Work to be completed
Please copy the rows below, swapping "dark hair" for "black hair" and leaving everything else unchanged.

— start of Records supplied —

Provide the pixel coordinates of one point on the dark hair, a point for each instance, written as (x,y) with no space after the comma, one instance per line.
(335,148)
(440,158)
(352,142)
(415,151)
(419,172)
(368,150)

— end of Records supplied —

Task answer
Provide the pixel coordinates of one point on the black hair, a point for each instance, written as (x,y) with no space after the comma, one instance per line.
(335,148)
(440,158)
(352,142)
(415,151)
(419,172)
(368,150)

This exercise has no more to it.